» **Task directions**
Please rewrite every line from the one containing "Provide the mask of every instance of the black metal" through the end of the rows, requests included. Multiply each coordinate in the answers by 1.75 and round the results to whole numbers, rounding halves up.

Boundary annotation records
^^^^^^^^^^^^^^^^
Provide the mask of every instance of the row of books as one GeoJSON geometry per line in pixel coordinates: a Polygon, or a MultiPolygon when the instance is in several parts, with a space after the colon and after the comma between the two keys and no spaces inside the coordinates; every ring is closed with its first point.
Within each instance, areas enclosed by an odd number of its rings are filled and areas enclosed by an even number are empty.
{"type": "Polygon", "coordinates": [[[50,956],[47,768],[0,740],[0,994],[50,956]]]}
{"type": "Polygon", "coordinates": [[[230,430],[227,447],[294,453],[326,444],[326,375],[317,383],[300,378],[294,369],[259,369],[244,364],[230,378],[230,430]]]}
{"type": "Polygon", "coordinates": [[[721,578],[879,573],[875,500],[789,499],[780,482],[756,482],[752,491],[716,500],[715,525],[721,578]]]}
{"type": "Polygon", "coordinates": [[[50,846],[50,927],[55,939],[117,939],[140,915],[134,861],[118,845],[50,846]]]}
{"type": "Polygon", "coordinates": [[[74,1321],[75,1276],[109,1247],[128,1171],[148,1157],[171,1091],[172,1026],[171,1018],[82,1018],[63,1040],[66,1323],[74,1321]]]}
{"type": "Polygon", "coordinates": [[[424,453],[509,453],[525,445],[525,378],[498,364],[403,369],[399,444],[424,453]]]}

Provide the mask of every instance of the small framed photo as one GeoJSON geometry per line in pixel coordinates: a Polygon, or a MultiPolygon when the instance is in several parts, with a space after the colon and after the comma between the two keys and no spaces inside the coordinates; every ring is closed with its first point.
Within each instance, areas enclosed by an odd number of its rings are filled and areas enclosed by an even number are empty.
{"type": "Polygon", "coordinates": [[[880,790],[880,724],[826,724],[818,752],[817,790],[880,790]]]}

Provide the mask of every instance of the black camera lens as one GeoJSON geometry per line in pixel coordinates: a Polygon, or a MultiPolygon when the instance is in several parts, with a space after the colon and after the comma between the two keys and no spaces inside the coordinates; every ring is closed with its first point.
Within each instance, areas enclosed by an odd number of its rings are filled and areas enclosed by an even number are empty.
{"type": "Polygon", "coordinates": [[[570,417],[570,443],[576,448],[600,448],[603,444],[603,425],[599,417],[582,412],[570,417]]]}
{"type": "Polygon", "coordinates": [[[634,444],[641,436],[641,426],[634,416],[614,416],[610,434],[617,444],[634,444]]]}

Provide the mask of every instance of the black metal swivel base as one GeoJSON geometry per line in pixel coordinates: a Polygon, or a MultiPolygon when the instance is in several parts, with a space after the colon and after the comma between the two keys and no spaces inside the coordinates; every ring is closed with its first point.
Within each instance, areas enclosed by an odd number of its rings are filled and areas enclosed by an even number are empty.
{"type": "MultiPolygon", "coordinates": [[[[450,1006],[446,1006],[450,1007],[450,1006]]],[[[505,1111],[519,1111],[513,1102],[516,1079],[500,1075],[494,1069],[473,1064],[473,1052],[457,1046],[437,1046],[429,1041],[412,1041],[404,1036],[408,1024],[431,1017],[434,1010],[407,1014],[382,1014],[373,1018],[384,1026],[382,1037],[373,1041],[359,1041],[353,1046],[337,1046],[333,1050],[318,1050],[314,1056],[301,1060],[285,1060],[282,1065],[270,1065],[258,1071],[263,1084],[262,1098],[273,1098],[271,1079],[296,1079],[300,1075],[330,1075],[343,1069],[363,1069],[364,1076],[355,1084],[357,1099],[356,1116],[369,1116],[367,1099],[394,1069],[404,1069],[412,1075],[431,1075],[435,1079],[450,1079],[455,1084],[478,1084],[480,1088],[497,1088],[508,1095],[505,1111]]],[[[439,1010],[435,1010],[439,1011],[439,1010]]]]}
^^^^^^^^^^^^^^^^
» **Expected output**
Provide the mask of every instance of the black metal swivel base as one GeoJSON geometry per line in pixel coordinates: a Polygon, or a MultiPolygon when the instance is in several parts, with a space after the colon and after the comma between the two keys and no spaces inside the coordinates; every ring is closed with its first point.
Within each instance, areas enclosed by an odd number of its rings are filled and areas enclosed by an even number are empty.
{"type": "MultiPolygon", "coordinates": [[[[788,1761],[781,1761],[788,1762],[788,1761]]],[[[884,1944],[908,1944],[898,1929],[903,1888],[875,1881],[865,1871],[828,1862],[828,1841],[800,1831],[765,1831],[751,1822],[721,1822],[707,1813],[714,1792],[754,1780],[760,1768],[712,1775],[669,1775],[653,1782],[672,1796],[669,1815],[653,1822],[628,1822],[618,1831],[590,1831],[583,1838],[557,1838],[550,1848],[527,1855],[499,1855],[494,1864],[473,1864],[452,1874],[460,1897],[459,1922],[478,1922],[474,1888],[518,1888],[525,1881],[578,1881],[600,1871],[635,1871],[637,1883],[621,1897],[625,1923],[623,1953],[646,1953],[642,1923],[690,1871],[707,1871],[721,1881],[754,1881],[761,1888],[788,1888],[796,1897],[837,1897],[840,1904],[870,1904],[889,1916],[884,1944]]],[[[768,1768],[761,1768],[768,1769],[768,1768]]]]}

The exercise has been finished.